[Work request]
Rewrite the records from their start up to and including the line with "positive clicks: (434, 416) (439, 428)", substituting "foreground clicks" for "positive clicks" and keeping everything else the same.

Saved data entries
= Beginning of Section =

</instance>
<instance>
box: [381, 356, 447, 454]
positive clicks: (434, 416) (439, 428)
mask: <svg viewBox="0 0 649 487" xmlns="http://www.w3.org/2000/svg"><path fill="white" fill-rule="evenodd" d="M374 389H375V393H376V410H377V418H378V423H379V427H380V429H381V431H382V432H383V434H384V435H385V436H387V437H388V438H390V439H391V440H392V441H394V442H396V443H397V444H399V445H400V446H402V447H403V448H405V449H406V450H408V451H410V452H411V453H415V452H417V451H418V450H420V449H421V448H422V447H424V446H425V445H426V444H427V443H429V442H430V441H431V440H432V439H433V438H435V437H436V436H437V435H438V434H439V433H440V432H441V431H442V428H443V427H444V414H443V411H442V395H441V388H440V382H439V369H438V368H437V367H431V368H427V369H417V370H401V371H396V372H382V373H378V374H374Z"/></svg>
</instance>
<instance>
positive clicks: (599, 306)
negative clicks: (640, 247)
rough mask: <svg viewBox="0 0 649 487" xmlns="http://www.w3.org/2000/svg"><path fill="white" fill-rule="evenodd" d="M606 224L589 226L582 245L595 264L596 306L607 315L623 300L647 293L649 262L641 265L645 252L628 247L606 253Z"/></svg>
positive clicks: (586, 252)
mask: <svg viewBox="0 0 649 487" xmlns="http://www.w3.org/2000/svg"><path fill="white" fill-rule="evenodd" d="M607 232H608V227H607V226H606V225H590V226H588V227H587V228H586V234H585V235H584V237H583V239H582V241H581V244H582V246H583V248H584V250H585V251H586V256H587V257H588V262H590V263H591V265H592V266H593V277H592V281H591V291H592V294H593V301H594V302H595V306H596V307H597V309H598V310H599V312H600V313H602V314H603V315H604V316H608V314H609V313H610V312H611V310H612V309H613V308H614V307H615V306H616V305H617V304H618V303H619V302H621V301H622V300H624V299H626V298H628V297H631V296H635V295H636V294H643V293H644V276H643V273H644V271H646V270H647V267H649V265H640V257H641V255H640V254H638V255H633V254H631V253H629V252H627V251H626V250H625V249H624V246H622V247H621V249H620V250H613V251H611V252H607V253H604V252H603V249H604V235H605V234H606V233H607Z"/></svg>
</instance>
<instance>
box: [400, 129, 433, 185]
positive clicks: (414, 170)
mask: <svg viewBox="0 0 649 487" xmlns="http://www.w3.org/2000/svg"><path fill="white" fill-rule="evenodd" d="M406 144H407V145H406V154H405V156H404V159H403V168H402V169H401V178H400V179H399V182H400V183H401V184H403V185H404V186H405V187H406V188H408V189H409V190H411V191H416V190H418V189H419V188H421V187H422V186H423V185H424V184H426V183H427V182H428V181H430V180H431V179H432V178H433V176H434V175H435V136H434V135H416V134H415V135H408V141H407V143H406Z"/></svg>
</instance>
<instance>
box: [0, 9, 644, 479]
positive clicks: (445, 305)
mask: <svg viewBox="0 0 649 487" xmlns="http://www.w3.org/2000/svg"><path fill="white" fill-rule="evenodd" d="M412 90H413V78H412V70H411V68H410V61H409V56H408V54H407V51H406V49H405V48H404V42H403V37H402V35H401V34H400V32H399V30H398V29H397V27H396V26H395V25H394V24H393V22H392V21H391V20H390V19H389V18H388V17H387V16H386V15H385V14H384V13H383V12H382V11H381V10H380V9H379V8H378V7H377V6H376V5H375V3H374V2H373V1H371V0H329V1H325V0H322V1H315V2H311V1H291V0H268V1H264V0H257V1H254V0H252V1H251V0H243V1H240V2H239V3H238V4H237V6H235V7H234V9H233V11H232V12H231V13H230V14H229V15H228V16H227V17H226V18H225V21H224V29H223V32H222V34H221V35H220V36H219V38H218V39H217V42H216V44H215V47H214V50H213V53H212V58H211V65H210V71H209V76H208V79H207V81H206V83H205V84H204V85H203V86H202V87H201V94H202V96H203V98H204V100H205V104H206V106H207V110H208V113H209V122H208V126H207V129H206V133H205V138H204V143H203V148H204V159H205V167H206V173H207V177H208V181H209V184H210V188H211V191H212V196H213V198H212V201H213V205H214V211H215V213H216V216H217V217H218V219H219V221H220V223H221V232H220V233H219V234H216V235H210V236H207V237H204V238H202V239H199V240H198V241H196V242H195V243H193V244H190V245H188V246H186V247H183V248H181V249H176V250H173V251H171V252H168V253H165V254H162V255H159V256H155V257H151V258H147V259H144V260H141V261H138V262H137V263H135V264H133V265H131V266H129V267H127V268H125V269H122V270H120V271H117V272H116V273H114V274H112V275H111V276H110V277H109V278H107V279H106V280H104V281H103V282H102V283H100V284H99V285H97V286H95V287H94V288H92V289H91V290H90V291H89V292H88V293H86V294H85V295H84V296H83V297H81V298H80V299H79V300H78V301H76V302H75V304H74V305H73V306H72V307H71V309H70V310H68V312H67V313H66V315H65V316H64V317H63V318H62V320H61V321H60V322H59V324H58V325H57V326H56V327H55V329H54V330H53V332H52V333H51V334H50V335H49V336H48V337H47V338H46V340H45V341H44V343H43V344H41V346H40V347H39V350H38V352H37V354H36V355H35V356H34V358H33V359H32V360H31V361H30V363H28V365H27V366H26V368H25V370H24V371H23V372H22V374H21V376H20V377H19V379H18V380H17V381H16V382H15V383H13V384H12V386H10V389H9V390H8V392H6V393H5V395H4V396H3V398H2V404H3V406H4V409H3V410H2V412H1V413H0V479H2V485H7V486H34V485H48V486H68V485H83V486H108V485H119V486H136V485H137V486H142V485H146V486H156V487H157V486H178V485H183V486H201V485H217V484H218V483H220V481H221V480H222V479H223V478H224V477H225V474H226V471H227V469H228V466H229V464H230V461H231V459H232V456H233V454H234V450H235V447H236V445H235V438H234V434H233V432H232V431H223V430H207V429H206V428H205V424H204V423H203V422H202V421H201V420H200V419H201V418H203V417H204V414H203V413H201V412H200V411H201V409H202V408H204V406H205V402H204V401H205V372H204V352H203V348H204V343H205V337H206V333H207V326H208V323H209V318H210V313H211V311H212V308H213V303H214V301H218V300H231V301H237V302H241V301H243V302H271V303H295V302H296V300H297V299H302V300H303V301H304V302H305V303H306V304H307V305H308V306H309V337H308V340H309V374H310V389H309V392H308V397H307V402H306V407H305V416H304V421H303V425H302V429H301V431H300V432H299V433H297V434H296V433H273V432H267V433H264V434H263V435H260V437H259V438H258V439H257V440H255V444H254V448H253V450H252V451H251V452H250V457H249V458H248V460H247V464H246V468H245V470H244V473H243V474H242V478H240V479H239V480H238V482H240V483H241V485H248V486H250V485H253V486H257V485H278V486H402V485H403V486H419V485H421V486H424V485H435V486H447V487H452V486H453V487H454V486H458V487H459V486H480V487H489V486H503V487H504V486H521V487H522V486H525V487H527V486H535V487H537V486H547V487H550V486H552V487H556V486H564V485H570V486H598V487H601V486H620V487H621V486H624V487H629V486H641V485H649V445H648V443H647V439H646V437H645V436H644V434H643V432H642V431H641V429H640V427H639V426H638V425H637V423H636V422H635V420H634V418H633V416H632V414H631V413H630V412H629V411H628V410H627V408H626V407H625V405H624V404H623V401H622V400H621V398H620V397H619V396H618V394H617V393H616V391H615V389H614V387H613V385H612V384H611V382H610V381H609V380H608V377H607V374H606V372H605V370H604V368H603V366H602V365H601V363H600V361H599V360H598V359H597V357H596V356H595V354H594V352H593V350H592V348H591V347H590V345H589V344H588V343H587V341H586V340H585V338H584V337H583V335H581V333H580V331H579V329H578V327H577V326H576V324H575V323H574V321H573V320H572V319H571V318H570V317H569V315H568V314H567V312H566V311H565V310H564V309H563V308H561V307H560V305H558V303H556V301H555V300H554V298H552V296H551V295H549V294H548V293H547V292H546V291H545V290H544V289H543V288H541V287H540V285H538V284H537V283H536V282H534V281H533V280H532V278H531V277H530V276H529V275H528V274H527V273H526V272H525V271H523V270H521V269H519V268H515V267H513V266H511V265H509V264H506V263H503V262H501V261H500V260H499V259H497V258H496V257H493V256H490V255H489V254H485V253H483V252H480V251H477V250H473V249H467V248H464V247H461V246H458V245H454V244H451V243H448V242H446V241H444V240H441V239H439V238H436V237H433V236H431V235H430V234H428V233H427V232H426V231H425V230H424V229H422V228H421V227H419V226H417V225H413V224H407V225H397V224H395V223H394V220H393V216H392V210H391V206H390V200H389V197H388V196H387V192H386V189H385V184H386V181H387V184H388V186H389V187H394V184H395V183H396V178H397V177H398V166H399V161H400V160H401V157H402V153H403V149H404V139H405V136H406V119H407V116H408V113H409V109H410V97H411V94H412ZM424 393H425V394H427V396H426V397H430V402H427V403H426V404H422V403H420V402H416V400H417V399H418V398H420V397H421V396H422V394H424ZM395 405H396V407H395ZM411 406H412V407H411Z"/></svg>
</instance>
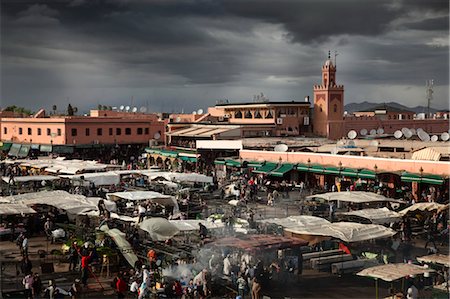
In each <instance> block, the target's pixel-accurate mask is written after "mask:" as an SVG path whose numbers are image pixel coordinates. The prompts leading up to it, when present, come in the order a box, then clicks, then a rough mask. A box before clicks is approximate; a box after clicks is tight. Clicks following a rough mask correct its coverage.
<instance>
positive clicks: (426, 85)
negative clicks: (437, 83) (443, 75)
mask: <svg viewBox="0 0 450 299" xmlns="http://www.w3.org/2000/svg"><path fill="white" fill-rule="evenodd" d="M425 84H426V87H427V88H426V95H427V101H428V106H427V114H428V117H430V105H431V100H432V99H433V86H434V80H433V79H431V80H427V81H426V83H425Z"/></svg>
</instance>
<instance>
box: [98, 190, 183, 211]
mask: <svg viewBox="0 0 450 299" xmlns="http://www.w3.org/2000/svg"><path fill="white" fill-rule="evenodd" d="M106 198H108V199H109V200H112V201H117V200H120V199H124V200H127V201H143V200H148V199H150V200H152V201H153V202H156V203H158V204H161V205H164V206H173V207H174V208H173V212H174V214H176V213H179V211H180V209H179V207H178V202H177V200H176V199H175V197H173V196H170V195H164V194H161V193H159V192H155V191H130V192H115V193H108V194H106Z"/></svg>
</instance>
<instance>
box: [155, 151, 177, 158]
mask: <svg viewBox="0 0 450 299" xmlns="http://www.w3.org/2000/svg"><path fill="white" fill-rule="evenodd" d="M159 154H160V155H161V156H164V157H170V158H176V157H178V153H177V152H175V151H169V150H162V151H161V152H160V153H159Z"/></svg>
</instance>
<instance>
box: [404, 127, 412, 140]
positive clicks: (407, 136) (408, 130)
mask: <svg viewBox="0 0 450 299" xmlns="http://www.w3.org/2000/svg"><path fill="white" fill-rule="evenodd" d="M403 135H405V138H406V139H409V138H411V137H412V132H411V130H410V129H408V128H406V130H405V132H403Z"/></svg>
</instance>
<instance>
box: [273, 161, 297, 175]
mask: <svg viewBox="0 0 450 299" xmlns="http://www.w3.org/2000/svg"><path fill="white" fill-rule="evenodd" d="M294 166H295V164H291V163H285V164H282V165H281V166H279V167H278V168H276V169H275V170H272V172H270V173H269V175H271V176H276V177H283V176H284V175H285V174H286V173H288V172H289V171H291V170H293V169H294Z"/></svg>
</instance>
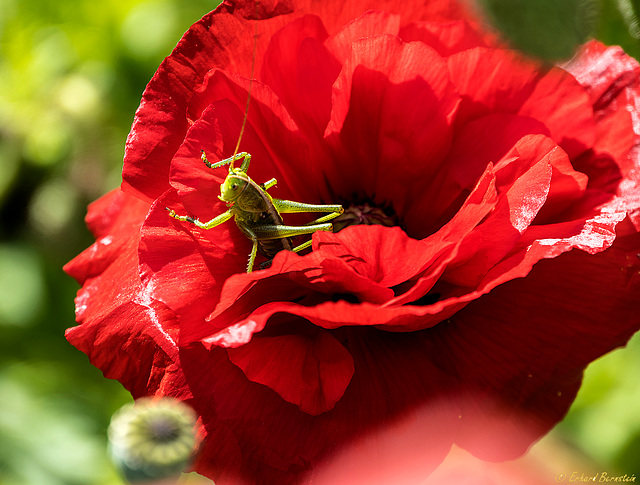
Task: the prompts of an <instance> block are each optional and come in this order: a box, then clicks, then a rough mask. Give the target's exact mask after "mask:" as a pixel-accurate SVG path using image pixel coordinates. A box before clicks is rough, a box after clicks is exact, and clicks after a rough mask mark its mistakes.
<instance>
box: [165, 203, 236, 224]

= End of Section =

[Solved problem]
</instance>
<instance>
box: [381, 356, 447, 454]
foreground clicks: (434, 416) (439, 428)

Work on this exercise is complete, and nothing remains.